▶ _Given records_
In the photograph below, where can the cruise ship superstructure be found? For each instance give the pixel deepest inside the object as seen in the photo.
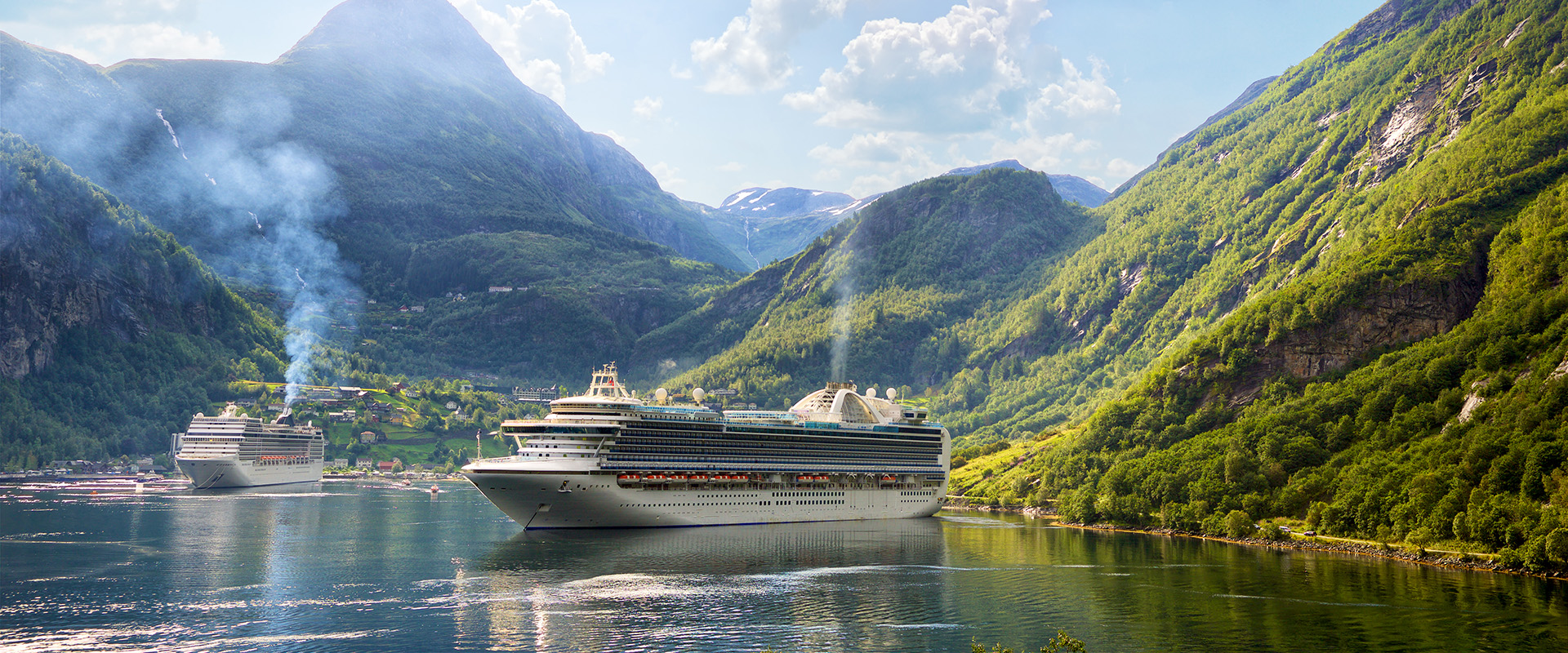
(608, 460)
(233, 450)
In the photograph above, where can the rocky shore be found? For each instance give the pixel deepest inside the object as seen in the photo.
(1293, 542)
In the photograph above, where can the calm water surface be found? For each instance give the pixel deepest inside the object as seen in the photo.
(353, 567)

▶ _Exercise objective_
The response should contain only a verbatim copy of the lines from the line with "In the photograph above, where can the calm" to the final line of the records.

▶ _Answer box_
In the photograph above, where can the calm water surface be found? For each instance give the pixel deepest inside the object as seen in the photo.
(353, 567)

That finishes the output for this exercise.